Copy the listing below word for word, starting at the line that contains "the harbour wall." and going through the last line of the listing.

━━━━

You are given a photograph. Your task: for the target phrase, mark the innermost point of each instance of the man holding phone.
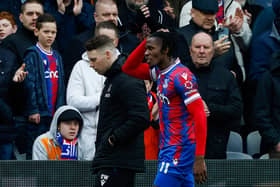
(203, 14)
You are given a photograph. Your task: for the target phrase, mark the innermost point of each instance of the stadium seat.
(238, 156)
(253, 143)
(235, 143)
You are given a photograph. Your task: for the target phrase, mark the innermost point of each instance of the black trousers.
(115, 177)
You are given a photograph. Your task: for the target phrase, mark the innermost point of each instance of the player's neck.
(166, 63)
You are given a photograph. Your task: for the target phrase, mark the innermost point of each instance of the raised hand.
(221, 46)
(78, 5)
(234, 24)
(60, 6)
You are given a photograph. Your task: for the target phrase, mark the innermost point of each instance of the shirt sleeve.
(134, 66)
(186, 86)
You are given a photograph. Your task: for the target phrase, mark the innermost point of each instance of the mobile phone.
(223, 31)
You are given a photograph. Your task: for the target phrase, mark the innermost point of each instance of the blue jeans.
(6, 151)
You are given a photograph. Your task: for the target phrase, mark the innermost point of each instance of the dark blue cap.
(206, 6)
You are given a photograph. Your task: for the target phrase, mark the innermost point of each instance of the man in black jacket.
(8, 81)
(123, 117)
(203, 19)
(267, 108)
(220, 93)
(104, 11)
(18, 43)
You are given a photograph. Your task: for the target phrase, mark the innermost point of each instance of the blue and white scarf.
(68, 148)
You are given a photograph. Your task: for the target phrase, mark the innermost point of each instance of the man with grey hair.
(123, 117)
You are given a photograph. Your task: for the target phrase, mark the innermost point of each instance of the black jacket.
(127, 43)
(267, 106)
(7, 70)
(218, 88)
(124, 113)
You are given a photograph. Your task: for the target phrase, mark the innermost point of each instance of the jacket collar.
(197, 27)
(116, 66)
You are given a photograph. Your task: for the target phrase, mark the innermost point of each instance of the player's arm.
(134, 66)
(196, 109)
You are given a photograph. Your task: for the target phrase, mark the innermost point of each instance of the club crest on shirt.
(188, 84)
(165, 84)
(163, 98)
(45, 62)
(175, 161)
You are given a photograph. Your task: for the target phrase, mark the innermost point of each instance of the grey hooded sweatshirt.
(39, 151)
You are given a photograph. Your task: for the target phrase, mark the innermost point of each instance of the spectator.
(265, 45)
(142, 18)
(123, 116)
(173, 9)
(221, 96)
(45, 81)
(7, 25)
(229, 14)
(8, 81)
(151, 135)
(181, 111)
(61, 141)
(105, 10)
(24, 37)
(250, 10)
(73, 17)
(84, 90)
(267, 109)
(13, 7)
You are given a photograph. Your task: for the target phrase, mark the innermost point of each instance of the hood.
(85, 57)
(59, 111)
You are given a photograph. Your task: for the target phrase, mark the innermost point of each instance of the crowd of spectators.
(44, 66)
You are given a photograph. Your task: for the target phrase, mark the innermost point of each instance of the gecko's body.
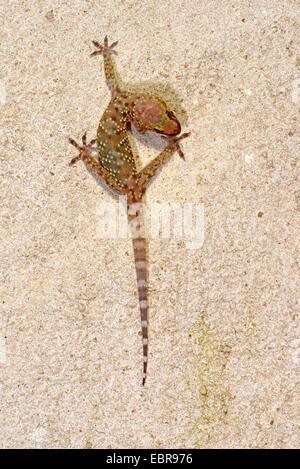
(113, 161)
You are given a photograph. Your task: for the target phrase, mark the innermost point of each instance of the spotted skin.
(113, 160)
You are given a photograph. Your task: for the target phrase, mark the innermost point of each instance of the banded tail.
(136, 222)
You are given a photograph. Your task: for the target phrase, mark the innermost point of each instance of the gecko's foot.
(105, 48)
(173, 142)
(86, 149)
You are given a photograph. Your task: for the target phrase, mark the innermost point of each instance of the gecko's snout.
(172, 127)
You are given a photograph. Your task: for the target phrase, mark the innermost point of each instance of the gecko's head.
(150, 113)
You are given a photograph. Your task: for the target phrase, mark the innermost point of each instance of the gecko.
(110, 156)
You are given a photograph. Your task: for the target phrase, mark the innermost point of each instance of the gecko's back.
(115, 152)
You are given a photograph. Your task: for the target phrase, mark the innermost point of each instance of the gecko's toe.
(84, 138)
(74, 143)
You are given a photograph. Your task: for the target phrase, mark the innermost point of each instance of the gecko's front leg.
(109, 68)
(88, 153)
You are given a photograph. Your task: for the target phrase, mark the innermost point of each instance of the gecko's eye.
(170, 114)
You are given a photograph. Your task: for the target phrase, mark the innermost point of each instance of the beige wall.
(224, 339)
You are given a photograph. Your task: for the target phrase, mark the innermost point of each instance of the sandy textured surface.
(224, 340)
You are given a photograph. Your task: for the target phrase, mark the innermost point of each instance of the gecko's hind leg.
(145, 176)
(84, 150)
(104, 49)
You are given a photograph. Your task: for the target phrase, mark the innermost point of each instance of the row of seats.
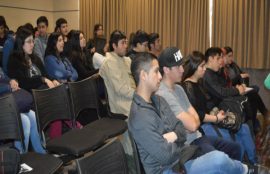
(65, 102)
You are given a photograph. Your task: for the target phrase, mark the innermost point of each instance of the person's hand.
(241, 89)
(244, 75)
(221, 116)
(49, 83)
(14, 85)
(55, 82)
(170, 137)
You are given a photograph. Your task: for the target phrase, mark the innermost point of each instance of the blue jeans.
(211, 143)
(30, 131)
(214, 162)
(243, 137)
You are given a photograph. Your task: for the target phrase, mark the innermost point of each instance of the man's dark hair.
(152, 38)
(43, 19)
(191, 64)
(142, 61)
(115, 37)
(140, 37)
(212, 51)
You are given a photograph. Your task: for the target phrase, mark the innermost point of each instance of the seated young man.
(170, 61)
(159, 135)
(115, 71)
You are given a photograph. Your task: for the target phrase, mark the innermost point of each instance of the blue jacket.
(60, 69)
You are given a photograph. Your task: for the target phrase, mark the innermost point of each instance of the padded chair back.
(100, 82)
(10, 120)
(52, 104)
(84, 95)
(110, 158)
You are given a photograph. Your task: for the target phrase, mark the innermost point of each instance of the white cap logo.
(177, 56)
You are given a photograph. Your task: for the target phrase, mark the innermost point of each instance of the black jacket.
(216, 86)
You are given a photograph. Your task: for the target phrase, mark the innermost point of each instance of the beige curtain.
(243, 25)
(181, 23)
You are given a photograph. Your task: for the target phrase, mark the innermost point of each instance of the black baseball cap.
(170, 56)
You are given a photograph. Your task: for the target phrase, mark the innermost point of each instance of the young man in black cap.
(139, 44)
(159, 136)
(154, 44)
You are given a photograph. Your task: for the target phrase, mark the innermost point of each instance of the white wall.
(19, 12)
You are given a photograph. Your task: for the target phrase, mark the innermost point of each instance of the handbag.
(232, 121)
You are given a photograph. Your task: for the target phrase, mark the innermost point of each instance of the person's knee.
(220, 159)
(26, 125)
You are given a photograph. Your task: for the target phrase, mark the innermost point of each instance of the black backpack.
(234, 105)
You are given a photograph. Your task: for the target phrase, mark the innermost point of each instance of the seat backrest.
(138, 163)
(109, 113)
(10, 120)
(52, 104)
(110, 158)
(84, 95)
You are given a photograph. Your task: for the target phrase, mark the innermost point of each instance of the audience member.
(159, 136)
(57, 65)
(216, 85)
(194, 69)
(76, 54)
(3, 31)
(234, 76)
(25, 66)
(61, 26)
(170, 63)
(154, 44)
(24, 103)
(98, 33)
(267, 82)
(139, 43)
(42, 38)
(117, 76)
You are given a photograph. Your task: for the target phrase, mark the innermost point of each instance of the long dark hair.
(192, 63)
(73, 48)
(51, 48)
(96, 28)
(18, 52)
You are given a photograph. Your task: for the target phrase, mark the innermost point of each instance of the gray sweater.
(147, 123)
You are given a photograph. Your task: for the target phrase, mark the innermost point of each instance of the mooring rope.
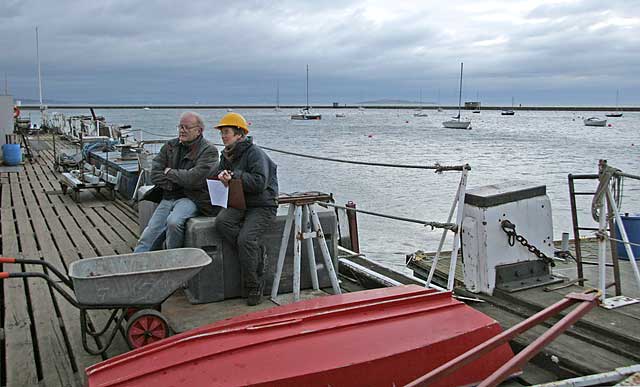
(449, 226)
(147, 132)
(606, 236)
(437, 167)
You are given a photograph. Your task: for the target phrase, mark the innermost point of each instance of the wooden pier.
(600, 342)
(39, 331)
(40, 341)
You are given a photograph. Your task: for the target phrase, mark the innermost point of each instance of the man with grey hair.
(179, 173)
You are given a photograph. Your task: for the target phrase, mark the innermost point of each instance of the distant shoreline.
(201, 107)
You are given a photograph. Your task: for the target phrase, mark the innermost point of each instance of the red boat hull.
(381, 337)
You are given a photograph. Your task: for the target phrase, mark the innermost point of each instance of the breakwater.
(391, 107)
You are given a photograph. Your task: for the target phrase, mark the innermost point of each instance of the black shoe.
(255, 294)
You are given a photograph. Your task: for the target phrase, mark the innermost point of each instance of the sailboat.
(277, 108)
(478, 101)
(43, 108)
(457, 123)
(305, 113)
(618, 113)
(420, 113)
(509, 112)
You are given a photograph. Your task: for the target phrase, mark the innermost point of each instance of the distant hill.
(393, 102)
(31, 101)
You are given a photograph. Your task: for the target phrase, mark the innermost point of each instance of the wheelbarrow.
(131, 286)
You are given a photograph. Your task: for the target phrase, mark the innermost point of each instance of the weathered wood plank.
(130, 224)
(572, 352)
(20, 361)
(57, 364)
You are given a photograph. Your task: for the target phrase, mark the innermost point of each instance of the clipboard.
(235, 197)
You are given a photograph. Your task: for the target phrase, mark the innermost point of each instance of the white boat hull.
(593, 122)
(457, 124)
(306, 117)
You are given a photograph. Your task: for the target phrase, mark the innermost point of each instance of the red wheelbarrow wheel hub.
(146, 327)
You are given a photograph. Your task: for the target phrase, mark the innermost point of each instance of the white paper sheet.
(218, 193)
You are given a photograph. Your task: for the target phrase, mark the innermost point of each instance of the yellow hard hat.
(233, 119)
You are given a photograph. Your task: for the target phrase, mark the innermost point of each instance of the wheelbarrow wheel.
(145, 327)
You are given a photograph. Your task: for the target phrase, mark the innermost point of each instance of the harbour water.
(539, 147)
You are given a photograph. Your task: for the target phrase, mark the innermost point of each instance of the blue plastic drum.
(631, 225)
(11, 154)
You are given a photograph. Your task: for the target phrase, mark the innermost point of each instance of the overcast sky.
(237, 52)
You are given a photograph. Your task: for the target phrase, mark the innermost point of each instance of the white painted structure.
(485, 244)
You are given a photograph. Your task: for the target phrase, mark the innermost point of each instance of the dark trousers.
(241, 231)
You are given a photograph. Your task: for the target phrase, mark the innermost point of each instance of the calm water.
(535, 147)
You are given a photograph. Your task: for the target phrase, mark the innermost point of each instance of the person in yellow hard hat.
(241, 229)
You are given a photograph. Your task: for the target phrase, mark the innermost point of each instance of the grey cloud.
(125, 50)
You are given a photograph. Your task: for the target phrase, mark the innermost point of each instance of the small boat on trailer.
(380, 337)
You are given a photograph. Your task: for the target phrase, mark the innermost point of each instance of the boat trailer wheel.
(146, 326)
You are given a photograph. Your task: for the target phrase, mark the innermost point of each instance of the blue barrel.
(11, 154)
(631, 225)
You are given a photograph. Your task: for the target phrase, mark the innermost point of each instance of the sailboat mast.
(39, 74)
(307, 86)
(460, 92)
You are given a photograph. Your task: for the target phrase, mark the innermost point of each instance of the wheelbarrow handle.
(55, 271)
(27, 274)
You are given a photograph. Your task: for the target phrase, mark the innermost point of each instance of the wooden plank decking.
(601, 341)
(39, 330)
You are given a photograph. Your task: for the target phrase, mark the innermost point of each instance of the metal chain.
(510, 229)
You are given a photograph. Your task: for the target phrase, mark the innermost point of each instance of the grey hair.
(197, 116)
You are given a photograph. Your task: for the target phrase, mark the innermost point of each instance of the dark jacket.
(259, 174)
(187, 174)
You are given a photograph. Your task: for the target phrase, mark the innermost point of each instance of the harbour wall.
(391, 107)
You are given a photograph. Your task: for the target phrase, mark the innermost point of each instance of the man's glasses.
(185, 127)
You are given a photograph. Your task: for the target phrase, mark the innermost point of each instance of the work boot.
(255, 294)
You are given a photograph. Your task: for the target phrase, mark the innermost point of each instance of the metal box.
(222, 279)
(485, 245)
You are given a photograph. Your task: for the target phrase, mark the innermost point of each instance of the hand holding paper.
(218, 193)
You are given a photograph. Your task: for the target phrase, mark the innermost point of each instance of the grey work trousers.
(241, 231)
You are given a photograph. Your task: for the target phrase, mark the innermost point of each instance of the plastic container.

━━━━

* [RESULT OF THE TASK]:
You are given a photograph. Your task: for the target phrase, mark the innermost point of each instance of the harbour wall.
(391, 107)
You are given a photograph. Your task: for the target phrase, mark the innermost point of each instance of the man's glasses.
(185, 127)
You are given a photograph. Your task: for the target phrase, mark the innermost point of each instance of the work boot.
(255, 294)
You are given a photograph. Your task: for the target phrase, mark the innermost point of each instance of the metal box.
(222, 279)
(485, 245)
You are given a photograph. Your task: for the target phrase, mark the innermost point of each instance of the hand holding paper.
(218, 193)
You are given a photograph. Your task: for the target phrase, mark the innermost point of each instance of the grey work trousers.
(241, 231)
You are given a photograph. Your task: for the target phrase, mark the innermost point of each instance of the plastic container.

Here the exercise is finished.